- Records provided
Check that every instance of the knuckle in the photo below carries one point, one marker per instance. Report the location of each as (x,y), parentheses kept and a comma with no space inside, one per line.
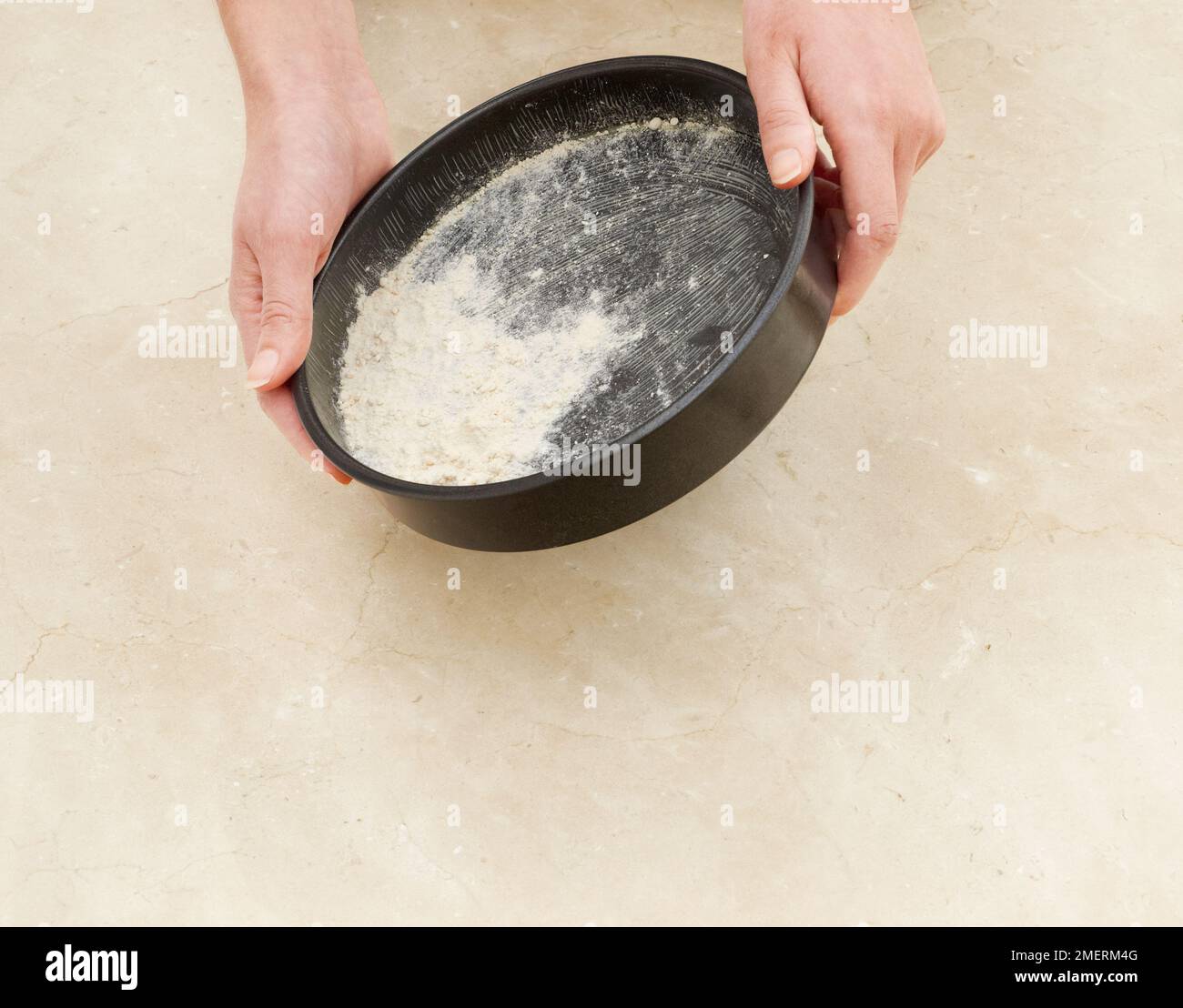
(278,312)
(884,233)
(781,114)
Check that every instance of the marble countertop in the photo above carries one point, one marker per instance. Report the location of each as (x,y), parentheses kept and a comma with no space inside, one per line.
(297,720)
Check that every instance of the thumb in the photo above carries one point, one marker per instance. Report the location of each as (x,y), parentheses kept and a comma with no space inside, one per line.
(285,319)
(785,129)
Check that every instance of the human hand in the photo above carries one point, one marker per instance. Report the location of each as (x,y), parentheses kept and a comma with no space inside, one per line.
(318,141)
(862,72)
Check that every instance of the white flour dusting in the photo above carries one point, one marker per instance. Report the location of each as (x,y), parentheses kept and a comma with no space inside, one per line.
(555,300)
(452,375)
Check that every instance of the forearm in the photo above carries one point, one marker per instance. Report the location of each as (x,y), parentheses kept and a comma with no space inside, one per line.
(285,48)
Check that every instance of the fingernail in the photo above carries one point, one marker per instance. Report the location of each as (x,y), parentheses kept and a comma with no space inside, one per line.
(785,166)
(263,368)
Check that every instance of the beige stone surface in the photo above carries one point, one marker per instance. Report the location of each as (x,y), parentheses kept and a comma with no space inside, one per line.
(452,772)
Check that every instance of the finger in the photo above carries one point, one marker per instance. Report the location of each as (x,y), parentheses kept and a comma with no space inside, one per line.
(280,406)
(285,316)
(872,212)
(245,295)
(824,169)
(785,129)
(826,194)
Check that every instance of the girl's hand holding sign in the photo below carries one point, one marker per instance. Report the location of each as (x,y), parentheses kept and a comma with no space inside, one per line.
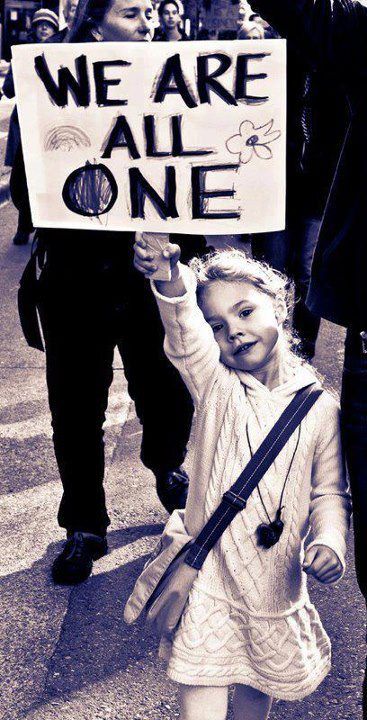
(157,259)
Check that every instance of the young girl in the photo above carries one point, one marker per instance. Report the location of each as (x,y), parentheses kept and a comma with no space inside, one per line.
(249,620)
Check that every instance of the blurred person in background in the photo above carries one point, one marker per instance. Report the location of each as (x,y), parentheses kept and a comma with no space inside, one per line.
(91,301)
(313,146)
(45,24)
(170,14)
(69,10)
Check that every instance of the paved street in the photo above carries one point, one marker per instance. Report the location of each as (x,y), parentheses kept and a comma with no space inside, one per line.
(65,653)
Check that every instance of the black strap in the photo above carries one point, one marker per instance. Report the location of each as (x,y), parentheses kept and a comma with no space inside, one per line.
(234,500)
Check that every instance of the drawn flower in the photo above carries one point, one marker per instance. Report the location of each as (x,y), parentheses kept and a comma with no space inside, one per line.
(251,139)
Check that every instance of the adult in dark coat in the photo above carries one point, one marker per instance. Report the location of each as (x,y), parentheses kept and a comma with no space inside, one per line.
(92,300)
(331,37)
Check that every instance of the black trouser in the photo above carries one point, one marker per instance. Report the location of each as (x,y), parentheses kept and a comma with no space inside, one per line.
(87,308)
(354,433)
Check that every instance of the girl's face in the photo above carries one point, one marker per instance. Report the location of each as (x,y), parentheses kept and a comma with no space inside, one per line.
(170,17)
(44,30)
(246,324)
(127,20)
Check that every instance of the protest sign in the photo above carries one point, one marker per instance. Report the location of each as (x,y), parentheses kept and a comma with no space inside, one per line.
(165,137)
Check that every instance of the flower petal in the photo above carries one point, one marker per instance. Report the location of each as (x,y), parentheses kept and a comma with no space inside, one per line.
(234,144)
(270,137)
(247,128)
(263,151)
(266,128)
(246,154)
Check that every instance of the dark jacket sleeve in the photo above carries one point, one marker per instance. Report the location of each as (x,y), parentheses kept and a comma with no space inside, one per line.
(329,34)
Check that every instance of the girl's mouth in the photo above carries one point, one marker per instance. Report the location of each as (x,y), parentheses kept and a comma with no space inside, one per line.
(244,348)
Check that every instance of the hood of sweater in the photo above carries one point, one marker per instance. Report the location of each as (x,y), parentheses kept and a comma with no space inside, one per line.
(301,378)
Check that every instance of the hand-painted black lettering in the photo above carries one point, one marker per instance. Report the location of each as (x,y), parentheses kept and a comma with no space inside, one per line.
(102,83)
(90,190)
(121,136)
(200,195)
(150,138)
(243,77)
(207,81)
(177,144)
(78,86)
(172,81)
(140,189)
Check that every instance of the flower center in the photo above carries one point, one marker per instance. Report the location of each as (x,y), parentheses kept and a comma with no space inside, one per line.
(252,140)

- Task directions
Transcribe all records verbatim, no pictures.

- Expected answer
Check that every instance of the knuckle in the photo below carries one point, one marker per instance. Report the location of each as (x,y), parentheses kept and a comma with no space inside, one per line.
(278,312)
(884,233)
(781,114)
Check that every instance of the marble countertop in the photo above carries one point, one marker per instance. Report the location of each as (x,y), parentheses kept and a comma with no space inside, one per line.
(297,720)
Check that every instance of the thumb in the photo above carries one point, one marker per instance. Report the location of each as (x,y), parentheses kept and a comma with no space inside, one per line.
(285,319)
(785,129)
Check that every instance of the human hand in the photo above carries one point, one marker per instance. Report the location of each as (x,y), parentheses kept and a comma with no space inside, one per line.
(318,141)
(862,72)
Check that every instance of the white flour dusting in the photo above carries one point, one marker per instance. Report the location of each as (x,y), parentheses kept and a comma with no space inside, one per line.
(555,300)
(452,375)
Check that every instance of the forearm in the photo above carries one point, one marker per instance. Report the location of each as (x,y), parentheses kept and a comma with no space inside, one per line.
(285,48)
Check that every instance of the fingernail in the photo above carries one point, one marker per instance. Report the location of each as (x,y), parentheses kept and a comma with no space inside, one per line.
(785,166)
(263,368)
Check that every instance of the beige stone surface in the photo above carries one point, one marker per instance. Report the location of each as (x,y), parentheses kept and a comma with no space inside, one per line.
(452,772)
Check that every instance of the finger in the photo above carries one point, one marker per instance. Report the location of each as (x,y), parentheses kept and a comma with no space inside, one per line.
(280,406)
(285,316)
(872,212)
(245,295)
(824,169)
(785,129)
(826,194)
Check that every instance of the girl's hand holding sign in the photo below carries one point, one marker per instance. Report the location of each as (x,y), parentheses kept and a comma with no space inside, one per line.
(157,259)
Check that every instance of the young girl in the photo above carries one point, one marker per instance. Report the location of each as (x,y), parentheses kept and a comma with no space inside, one per line.
(249,620)
Check that every instance of the blurred person in background in the photo above carries one point, one marker per instance. Report the location of each as (x,y), parentheses kept and a comma with no space inside, one per line.
(91,301)
(313,146)
(45,24)
(170,14)
(69,10)
Check that every instance of the paved street in the photo above carries one point, one marker per instance. Report the location of each as (x,y), parentheses kept and a comma with no space inside, one per line.
(65,653)
Check that every instance of the black strap in the photo above carries one point, one marker per instance. Report the location of each as (x,y), parentheses kept and a comma with no space inside, one per line.
(234,500)
Check that every instance of the drawn flower in the photo above carries one point, one marker per instance. Report the location of each as (x,y), parentheses kept and a comma with no space inside, one per line.
(251,139)
Check that every instance of the adult in dark coat in the photo above carries one point, one marker per instance. Report the location of each as (x,y), parentheses kept and a comma with no space inside, one per line.
(92,300)
(331,37)
Check that every instance of the black trouser in the photo above carries one point, one marker per instance. Report the location of each as (x,y), parentheses kept and a comma with no space inside, one per line.
(87,308)
(354,433)
Check that every instance of the girl's face in the photo above carries one point, one marker per instance. Report the location of each as (x,y), parentheses kept and a comma with no space inside, one per line.
(170,17)
(44,30)
(246,324)
(127,20)
Check that every instance of the protest sign in the photo above carries one point, one marker per instance. Report the location of each as (x,y), parentheses kept and a comma with no space inside, one per line.
(165,137)
Check that every instance of the flower petal in the photo above carries one point, one marker per instance. Report the location of each as (x,y), parentheses kept and a comma with no space inside, one per line.
(234,144)
(270,137)
(247,128)
(263,151)
(266,128)
(246,154)
Check that every instance of the dark jacket sleeve in the photo above carries one point, one marker per instance. Report the location of each as (x,y), parentheses kept and a comma with no space inside, one per line.
(329,34)
Check that every instance of the girl's mouth in the photo above carries one point, one marker per instance. Report the location of each as (x,y), parentheses kept and a comma with no space inside, one per line.
(244,348)
Check that every instance of the hood of sweater in the photo above carries one point, one marker per instance. Report the location of each as (x,y), parentheses kept and a comma with no space inside, one per line.
(301,378)
Check that every instance of the hand-painted black lettering in the photo above carries one point, one marker per instance. Report the location of each as (x,y), parentheses kept and a comma with no space inside, one per line.
(102,83)
(90,190)
(121,136)
(200,195)
(150,138)
(243,77)
(207,81)
(177,144)
(78,86)
(172,81)
(140,189)
Check that every instance of the flower center in the photo above carries one point, one marker per instance. Report the location of each as (x,y), parentheses kept and a comma with no space inside, one per line.
(252,140)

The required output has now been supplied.